Written request:
Restate, word for word, every line of the data.

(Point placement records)
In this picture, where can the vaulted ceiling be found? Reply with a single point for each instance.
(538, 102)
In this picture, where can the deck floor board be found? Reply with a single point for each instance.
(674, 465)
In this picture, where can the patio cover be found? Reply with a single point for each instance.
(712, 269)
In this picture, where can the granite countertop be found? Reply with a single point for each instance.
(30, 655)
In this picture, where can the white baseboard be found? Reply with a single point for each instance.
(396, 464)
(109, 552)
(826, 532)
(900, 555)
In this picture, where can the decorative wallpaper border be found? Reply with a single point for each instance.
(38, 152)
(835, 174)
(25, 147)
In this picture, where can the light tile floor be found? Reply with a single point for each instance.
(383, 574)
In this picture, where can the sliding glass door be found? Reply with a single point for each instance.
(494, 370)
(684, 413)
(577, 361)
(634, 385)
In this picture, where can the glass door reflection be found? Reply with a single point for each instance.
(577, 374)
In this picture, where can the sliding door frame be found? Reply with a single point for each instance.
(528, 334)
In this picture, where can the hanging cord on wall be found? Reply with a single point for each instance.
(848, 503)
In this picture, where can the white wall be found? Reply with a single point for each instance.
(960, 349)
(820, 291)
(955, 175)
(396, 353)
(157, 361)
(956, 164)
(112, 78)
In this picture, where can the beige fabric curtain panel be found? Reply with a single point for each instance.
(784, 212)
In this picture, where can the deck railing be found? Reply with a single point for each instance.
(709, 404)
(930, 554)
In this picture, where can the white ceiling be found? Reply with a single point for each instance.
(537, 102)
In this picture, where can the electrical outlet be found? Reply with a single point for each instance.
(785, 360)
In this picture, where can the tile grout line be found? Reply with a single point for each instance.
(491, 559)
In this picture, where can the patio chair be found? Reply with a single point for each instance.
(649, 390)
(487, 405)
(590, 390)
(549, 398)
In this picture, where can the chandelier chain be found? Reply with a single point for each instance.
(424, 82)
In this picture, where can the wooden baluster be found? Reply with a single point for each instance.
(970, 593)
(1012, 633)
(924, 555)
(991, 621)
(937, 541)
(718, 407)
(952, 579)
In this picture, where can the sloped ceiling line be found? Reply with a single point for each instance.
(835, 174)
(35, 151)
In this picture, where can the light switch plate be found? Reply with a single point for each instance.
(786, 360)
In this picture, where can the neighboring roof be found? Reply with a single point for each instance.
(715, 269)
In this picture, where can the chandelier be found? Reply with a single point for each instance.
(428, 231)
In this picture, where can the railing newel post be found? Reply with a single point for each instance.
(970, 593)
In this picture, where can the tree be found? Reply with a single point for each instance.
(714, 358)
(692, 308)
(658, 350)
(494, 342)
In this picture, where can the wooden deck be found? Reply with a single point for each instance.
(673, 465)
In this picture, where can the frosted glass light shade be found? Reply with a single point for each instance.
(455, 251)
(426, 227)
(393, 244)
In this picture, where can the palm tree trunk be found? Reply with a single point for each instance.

Full solution:
In this picture, where can the vaulted ceiling be found? Reply with a single point for each instance.
(538, 102)
In this picture, where can the deck floor board be found? Reply with a single point for each instance.
(674, 465)
In this picture, where can the patio cover be found? Reply with a single point for each instance.
(712, 269)
In this picture, where can the granite countertop be found? Reply with a single point for each instance.
(30, 655)
In this picture, where can the white baseboard be found? Reply with a single point for each instance.
(396, 464)
(109, 552)
(826, 532)
(900, 555)
In this picture, where can the decorative wallpaper border be found? Reply with a single point for each instance.
(38, 152)
(835, 174)
(25, 147)
In this picture, where can the light tile floor be found? Reply with a single point for each instance.
(383, 574)
In this picture, where can the sliding glass door be found? Reply with a single point for each instance.
(494, 370)
(684, 413)
(577, 361)
(634, 385)
In this picture, where can the glass door reflection be found? Reply with a single point for each instance.
(577, 374)
In this picture, where can the sliding door frame be found? Reply with a single point for each instance.
(528, 334)
In this picture, where can the hanging cord on wall be found? Reply with a single point for each instance.
(848, 503)
In this picture, where can the white wall be found? Reply with a single point for each instance.
(960, 349)
(820, 291)
(955, 175)
(396, 353)
(157, 361)
(956, 164)
(112, 78)
In this picture, where can the beige fabric curtain panel be found? Reply with a single point for each instance.
(784, 212)
In this picture, where can the deck railing be found? Reply with a single point for each instance.
(709, 404)
(930, 554)
In this picture, where can the white ceiling be found? Reply with a single point for each instance.
(537, 102)
In this picture, where can the electrical outlet be found? Reply with a single point for each instance.
(785, 360)
In this picture, where can the tile grout line be found? Reply with a single point for each instance.
(491, 559)
In this picture, where can the patio chair be found? Reply with a single point for each instance.
(649, 390)
(487, 405)
(590, 390)
(549, 398)
In this picture, where can the chandelier chain be found? Reply with a single point for each instance.
(424, 82)
In this picture, where can the wooden baluster be found? Reply with a single point for each instance.
(970, 593)
(1012, 633)
(924, 555)
(991, 621)
(937, 541)
(718, 407)
(952, 579)
In this picture, where can the sloped ceiling line be found? Reply with a single point for each instance.
(835, 174)
(35, 151)
In this picture, where can the light switch plate be found? Reply with a single point for each instance.
(786, 360)
In this picture, where can the neighboring roof be found? Reply with a single point for each instance.
(715, 269)
In this picture, where can the chandelier be found? Reply with a single point for each instance.
(428, 231)
In this picture, where can the railing newel post be found? Reply with a single point for each instance.
(970, 593)
In this picture, where can the tree be found? Reply with a single point for each instance.
(714, 358)
(692, 308)
(658, 350)
(494, 342)
In this picture, where can the wooden deck be found? Reply with a single point for each instance.
(673, 465)
In this picture, where can the frosted glass light shade be found? Reply with a single point for each instance.
(455, 251)
(426, 227)
(393, 244)
In this picture, where can the palm tree trunk be found? Reply with a single point for each instance.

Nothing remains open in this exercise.